What you have to do. Could you retype all of the records exactly, leaving out every picture?
------ Recorded information
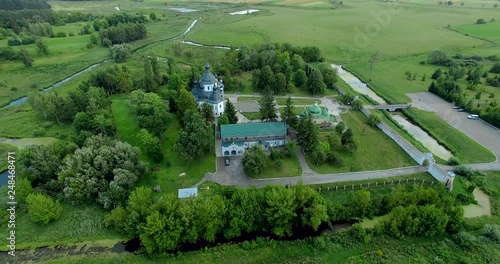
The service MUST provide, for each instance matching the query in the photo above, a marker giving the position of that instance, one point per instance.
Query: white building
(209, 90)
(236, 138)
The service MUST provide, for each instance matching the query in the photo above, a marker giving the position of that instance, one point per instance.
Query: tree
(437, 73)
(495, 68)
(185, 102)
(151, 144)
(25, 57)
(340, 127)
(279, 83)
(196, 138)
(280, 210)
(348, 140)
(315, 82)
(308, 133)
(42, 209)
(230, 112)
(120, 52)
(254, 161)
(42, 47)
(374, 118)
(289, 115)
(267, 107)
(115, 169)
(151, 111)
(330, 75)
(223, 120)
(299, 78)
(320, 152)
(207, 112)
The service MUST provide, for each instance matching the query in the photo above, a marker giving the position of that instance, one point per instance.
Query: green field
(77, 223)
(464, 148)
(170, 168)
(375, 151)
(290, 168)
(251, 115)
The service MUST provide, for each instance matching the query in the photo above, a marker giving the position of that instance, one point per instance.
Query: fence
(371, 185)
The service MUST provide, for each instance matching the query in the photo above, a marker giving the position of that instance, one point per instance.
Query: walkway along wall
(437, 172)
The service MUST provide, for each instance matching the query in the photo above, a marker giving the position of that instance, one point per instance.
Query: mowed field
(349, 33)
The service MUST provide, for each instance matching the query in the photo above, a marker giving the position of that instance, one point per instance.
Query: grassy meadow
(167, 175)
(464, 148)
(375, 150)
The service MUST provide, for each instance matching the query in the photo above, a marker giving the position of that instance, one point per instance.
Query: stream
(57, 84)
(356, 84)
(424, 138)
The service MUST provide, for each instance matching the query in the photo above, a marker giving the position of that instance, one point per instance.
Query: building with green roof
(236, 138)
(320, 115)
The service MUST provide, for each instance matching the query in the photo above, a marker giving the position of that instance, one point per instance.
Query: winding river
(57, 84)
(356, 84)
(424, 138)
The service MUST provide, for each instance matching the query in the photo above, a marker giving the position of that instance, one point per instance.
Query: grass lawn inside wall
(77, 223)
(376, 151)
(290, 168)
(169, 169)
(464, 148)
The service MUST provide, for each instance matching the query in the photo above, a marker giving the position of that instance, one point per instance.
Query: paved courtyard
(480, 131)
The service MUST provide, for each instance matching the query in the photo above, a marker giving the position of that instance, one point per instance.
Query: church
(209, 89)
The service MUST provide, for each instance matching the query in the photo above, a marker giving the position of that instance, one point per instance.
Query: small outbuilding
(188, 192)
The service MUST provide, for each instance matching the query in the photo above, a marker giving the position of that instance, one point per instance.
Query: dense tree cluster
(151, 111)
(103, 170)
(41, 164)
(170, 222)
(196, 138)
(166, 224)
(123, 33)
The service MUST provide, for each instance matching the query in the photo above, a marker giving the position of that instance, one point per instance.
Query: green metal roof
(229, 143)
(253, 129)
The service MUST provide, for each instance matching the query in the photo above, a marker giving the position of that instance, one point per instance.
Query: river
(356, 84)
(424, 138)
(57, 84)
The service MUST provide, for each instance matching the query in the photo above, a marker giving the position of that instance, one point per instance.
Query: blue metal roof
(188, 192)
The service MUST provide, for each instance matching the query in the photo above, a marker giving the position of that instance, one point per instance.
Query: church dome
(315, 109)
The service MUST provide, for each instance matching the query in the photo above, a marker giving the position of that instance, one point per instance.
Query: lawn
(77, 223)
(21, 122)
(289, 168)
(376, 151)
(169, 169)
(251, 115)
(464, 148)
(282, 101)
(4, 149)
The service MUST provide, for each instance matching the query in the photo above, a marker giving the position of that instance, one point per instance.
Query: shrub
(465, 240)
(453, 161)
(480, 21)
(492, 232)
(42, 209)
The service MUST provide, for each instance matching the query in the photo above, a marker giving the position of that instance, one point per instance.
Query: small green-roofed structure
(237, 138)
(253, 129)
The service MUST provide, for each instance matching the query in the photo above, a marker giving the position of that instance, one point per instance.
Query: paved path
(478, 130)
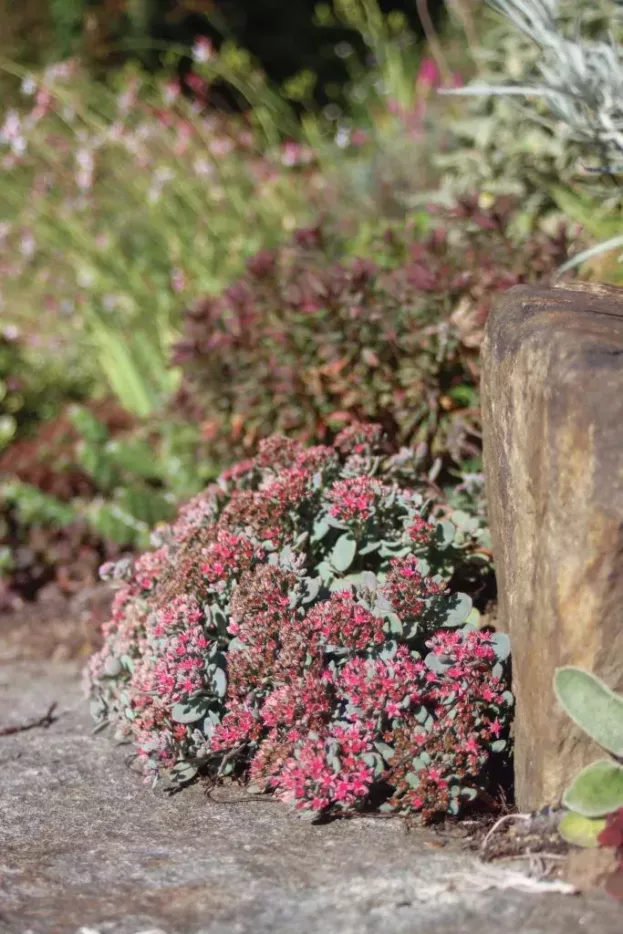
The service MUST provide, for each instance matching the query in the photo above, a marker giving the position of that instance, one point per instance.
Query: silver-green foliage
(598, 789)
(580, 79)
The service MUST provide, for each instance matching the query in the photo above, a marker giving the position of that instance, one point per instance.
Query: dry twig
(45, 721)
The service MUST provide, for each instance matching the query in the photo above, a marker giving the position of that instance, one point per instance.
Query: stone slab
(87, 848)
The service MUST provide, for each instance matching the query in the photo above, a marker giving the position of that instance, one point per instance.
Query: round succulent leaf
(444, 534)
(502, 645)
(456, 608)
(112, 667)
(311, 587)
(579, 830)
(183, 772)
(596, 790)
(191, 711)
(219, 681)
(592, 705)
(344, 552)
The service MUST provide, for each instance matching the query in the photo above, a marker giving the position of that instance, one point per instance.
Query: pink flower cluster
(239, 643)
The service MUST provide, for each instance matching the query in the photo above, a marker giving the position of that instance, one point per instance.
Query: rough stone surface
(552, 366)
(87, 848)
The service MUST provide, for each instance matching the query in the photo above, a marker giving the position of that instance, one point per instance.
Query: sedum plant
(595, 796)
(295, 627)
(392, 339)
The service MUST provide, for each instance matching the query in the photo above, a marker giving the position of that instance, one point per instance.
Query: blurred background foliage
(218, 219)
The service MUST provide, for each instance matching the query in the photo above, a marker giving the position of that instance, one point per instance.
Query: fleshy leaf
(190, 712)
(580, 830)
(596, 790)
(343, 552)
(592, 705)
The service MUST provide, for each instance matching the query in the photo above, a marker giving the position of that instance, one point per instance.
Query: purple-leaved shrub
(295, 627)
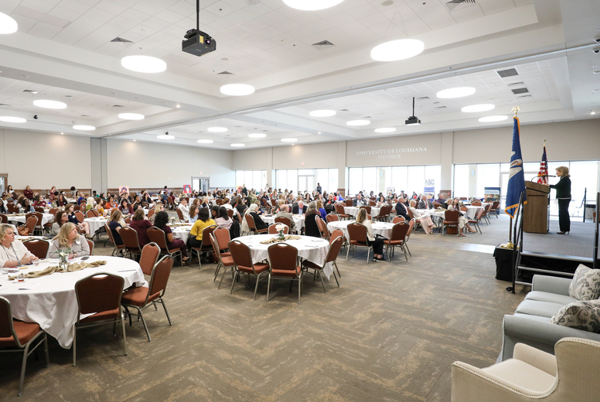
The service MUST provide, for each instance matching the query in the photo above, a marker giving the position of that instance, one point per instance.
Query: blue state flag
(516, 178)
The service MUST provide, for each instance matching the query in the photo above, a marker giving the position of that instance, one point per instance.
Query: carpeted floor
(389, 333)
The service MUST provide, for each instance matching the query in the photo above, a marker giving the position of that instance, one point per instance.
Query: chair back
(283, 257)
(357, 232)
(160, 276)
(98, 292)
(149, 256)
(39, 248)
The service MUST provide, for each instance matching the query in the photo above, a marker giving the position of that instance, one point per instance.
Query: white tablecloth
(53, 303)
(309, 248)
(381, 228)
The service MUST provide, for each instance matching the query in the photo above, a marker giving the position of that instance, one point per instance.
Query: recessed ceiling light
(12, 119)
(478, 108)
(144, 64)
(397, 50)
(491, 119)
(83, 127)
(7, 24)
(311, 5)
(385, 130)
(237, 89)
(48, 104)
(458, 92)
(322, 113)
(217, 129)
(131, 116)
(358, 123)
------------
Output of the task.
The service MUST provide, for each instance matching the query in the photo above, a marker giving the position of that instance, one point per instance.
Query: white building
(209, 90)
(236, 138)
The service MUST provide, for each instance matching the query in the photo above, a marker giving the position of that instance, one point per instance.
Query: tree
(437, 73)
(495, 68)
(185, 102)
(151, 144)
(25, 57)
(340, 127)
(279, 83)
(196, 138)
(280, 210)
(348, 140)
(315, 82)
(308, 133)
(42, 209)
(230, 112)
(120, 52)
(254, 161)
(42, 47)
(374, 118)
(289, 115)
(267, 107)
(115, 169)
(151, 111)
(330, 75)
(223, 120)
(299, 78)
(320, 152)
(207, 112)
The service MUST provide, for each instance matching the query in the photo above, a marker giving the position of that instance, one point per instance.
Query: green field
(77, 223)
(464, 148)
(170, 168)
(375, 151)
(290, 168)
(251, 115)
The service MUST provide, for each instance matching the query in the photo above, a marker giving the position of that instance, one point per instance.
Query: fence
(371, 185)
The service MUST provide, for each instance matching the query in the photo above, a marker giving the position of that instance, one point per instance.
Query: walkway along wall
(437, 172)
The service MUST provide, for each instance matching the query in the photo above, a marker giving the position of that instance, one point per instance.
Query: mowed field
(349, 33)
The service MUST provide, for each instance matching the query in the photo above, a marker giving the position of that instance, one point per instance.
Query: grassy meadow
(167, 175)
(464, 148)
(375, 150)
The service MUST provide, for each instance matching the query in the photo above, a marker giving the position of that instance, one point per instance.
Query: stream
(57, 84)
(356, 84)
(424, 138)
The service MUST provide, for each instance matching the query in the photo above, a marker giving the position of that instance, one point per instance.
Query: building with green roof
(236, 138)
(320, 115)
The service MUST provide, for each instance matching the query in the photo above, a marker giving the position of that instance, one point per instance.
Query: winding river
(57, 84)
(356, 84)
(424, 138)
The service MUST provide, for each instance matching the query in the photo above, a marker giving the position of that instance, one point per instance.
Query: grass lawn inside wall
(77, 223)
(376, 151)
(290, 168)
(169, 169)
(464, 148)
The service MUST provide, for each instance matching the query in the photo above, a marker giving the position of that instance, one point per instance.
Query: paved courtyard
(480, 131)
The service MUST provide, for each instance matching the query in the photo above, a marker giving the position of that instance, one point per instance.
Query: church
(209, 89)
The service MUST provide, for each instance matching the query in the photo above, a marker giving the position of that instance, one point per instance.
Query: small outbuilding
(188, 192)
The service MUST provide, for each instance matching the query in the photo above, a marker giving the position of that instance, one point per instance.
Query: dense tree cluster
(151, 111)
(103, 170)
(41, 164)
(170, 222)
(196, 138)
(166, 224)
(123, 33)
The service MUST provide, for each instance matching the query in the photo above, a marker giving the position of that instance, one point per instance.
Query: green metal roof
(229, 143)
(253, 129)
The service MUST provide, for each instance matching the query in the photo above, a marker giving the position of that instance, one point per instance.
Query: river
(356, 84)
(424, 138)
(57, 84)
The service MUST provide, for each instance matching the query in the photo above, a marker giving the position of that instance, one point per instance.
Query: blue metal roof
(188, 192)
The service MUST provide, for each instance matching the query in the photo above, a marker giving the position of that instance, one point per instance.
Query: church dome
(315, 109)
The service MUST provide, for each instance matching the query in the photo above, a marker giving the position of that instance, one point per instance.
Query: lawn
(77, 223)
(21, 122)
(289, 168)
(376, 151)
(169, 169)
(251, 115)
(464, 148)
(282, 101)
(4, 149)
The service MUST provide, for each instance matching the query in the photo above, a marker giving the position of that instance, one point per instance.
Query: shrub
(465, 240)
(453, 161)
(480, 21)
(492, 232)
(42, 209)
The service MUST provide, for each instance matching the query in the photo above, a marker giving the position of that instance, one point per instance.
Query: small green-roofed structure
(237, 138)
(253, 129)
The service MUST provide, for each instance matching the query in the photo above, a marker giving the position of that instance, one point per instance.
Query: paved path
(478, 130)
The service MUST provide, for each instance matching the query in the photo above, a marker giving the position of that instance, one point per instance.
Query: silver-green foliage
(598, 789)
(580, 79)
The service MUST provide, for each instance matching the query in the photo above, a marker giving the position of that instance, one point per instance.
Query: dry twig
(45, 721)
The service MUST provide, for each instance matching the query in the photo above, a marker giving the position of that instance, one point per instance.
Query: stone slab
(87, 848)
The service MUST provide, for each instance matching the query in the photo above, a marker giving the position of that instance, one point per instance.
Query: round succulent leaf
(444, 534)
(502, 645)
(456, 608)
(112, 667)
(311, 587)
(579, 830)
(183, 772)
(596, 790)
(191, 711)
(219, 681)
(592, 705)
(344, 552)
The service MUST provide, for each instance matching the query in the photo above, a marker giving the position of that instance, one point per instance.
Query: pink flower cluster
(239, 643)
The service MUST provide, for each instance matching the query in the photo above, a marker giving the position of that instance, one point per instance.
Query: rough stone surface
(552, 366)
(87, 848)
The service MUST provide, for each instance matching the query in the photo above, a marker giving the position of that instance, one point per instance.
Query: sedum plant
(595, 796)
(295, 627)
(392, 339)
The service MUST provide, for each instance matching the query in the photo above, a marker giving the position of that instance, one point per instance.
Query: blurred background foliage
(218, 219)
The service MUST provide, for each instance matching the query in the photo above, a marker giving the position of that instance, one point per instance.
Query: fleshy leaf
(190, 712)
(580, 830)
(596, 790)
(343, 552)
(592, 705)
The service MUST provide, for each instance matching the query in the photo above, a marker giving the position of that instance, one point per instance.
Query: purple-leaved shrub
(295, 627)
The service MUST provide, for each instance matching the query in the photo above, a marker giving the position of that instance, one point per instance.
Query: blue state flag
(516, 178)
The service MUST provide, for each instance matching the query in the photo above, a marker giving the position of that instance, one point per instance.
Query: carpeted floor
(389, 333)
The service MUST provide, for each instance matching the query in the photo above, a marker giving the position of that instance, one point per instance.
Query: chair back
(283, 257)
(357, 232)
(160, 276)
(98, 292)
(149, 256)
(39, 248)
The service MUST provide, for each instance matching the query in the photo above, a marker giving the position of that instance, one point per instance.
Query: white tablecloth
(53, 303)
(309, 248)
(381, 228)
The service MUST provide, for each instance matching the query in the photo above, a marker giving the position of that instance, one point per instance.
Query: recessed ceiling light
(12, 119)
(478, 108)
(144, 64)
(397, 50)
(491, 119)
(83, 127)
(7, 24)
(311, 5)
(385, 130)
(237, 89)
(48, 104)
(458, 92)
(322, 113)
(217, 129)
(131, 116)
(358, 123)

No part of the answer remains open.